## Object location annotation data
[start]
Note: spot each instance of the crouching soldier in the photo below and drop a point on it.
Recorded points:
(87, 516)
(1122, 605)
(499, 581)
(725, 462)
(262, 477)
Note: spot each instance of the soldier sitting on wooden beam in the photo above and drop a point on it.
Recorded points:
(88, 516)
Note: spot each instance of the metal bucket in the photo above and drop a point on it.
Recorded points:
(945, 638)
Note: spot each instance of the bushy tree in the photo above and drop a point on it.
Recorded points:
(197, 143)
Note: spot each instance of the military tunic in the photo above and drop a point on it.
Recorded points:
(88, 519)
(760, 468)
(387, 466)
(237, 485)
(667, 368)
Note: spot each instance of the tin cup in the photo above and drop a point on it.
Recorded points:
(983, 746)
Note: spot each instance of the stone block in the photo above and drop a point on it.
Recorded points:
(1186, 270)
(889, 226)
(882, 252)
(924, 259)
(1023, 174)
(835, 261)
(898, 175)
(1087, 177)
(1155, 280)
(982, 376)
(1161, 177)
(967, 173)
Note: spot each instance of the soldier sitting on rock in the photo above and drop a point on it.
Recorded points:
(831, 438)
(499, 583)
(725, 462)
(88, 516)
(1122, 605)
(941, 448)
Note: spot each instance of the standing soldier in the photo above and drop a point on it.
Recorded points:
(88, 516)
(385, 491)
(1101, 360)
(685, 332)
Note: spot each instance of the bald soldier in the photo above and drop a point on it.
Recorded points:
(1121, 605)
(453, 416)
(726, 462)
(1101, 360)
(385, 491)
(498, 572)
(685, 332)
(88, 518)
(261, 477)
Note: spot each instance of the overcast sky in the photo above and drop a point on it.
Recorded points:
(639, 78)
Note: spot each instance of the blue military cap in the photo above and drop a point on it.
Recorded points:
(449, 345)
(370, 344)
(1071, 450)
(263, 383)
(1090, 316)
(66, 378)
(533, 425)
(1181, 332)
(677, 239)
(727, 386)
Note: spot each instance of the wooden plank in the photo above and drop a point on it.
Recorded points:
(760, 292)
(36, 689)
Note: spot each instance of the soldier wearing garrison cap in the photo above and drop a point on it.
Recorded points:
[end]
## What is being asked
Extract each line of the material exactly as it stands.

## Output of the task
Note: spot each instance of the crouching soldier in the photo below and drop a point on it.
Recorded points:
(87, 516)
(1122, 605)
(499, 581)
(725, 462)
(262, 477)
Note: spot each instance of the soldier sitting on wooden beam in the photo above and drop a point on it.
Recorded points:
(88, 516)
Note: spot each instance of the metal bucket in the photo above and drop a point on it.
Recorded points:
(945, 638)
Note: spot each instance of the bushy tree in the photo above and drop a point on it.
Recorded points:
(197, 143)
Note: spot each instance of the military tunic in the photo above and drop a point on it.
Recorded points:
(88, 519)
(760, 468)
(387, 466)
(237, 485)
(667, 368)
Note: spot each instance of the tin cup in the photo above and drop a point on it.
Recorded points:
(983, 746)
Note: spot each instance of the stone block in the photo above and drop a point on it.
Recorded points:
(1186, 270)
(889, 226)
(882, 252)
(924, 259)
(1023, 174)
(835, 261)
(898, 175)
(1087, 177)
(1155, 280)
(982, 376)
(1161, 177)
(967, 173)
Note: spot each instance of the soldier sitting on rock in the photo above and drop a point on it.
Recorded points:
(831, 438)
(499, 583)
(725, 462)
(88, 516)
(1122, 605)
(941, 448)
Note: spot each instance of the standing soldier in the photo above and drop a point on it.
Recorded points:
(88, 516)
(385, 491)
(1101, 360)
(685, 332)
Note: spot each instance of the bald soldier in the photo above and drop a point on it.
Recorded points:
(1121, 605)
(453, 416)
(726, 462)
(1101, 360)
(385, 491)
(498, 572)
(685, 332)
(88, 518)
(261, 477)
Note: spot each instance of the overcast sky in the photo above and drop a point on it.
Recorded points:
(639, 78)
Note: spot each instance of the blue military cap in the photo above and drop a point on it.
Recorded points:
(449, 345)
(370, 344)
(1071, 450)
(263, 383)
(1090, 316)
(66, 378)
(533, 425)
(1181, 332)
(677, 239)
(727, 386)
Note: spot each instance of the wooden plank in the photo above and drop a point on it.
Recorded points:
(760, 292)
(36, 689)
Note: spot each instance of the soldier wearing garrison cap in the photo above and drop a point on it.
Recorded points:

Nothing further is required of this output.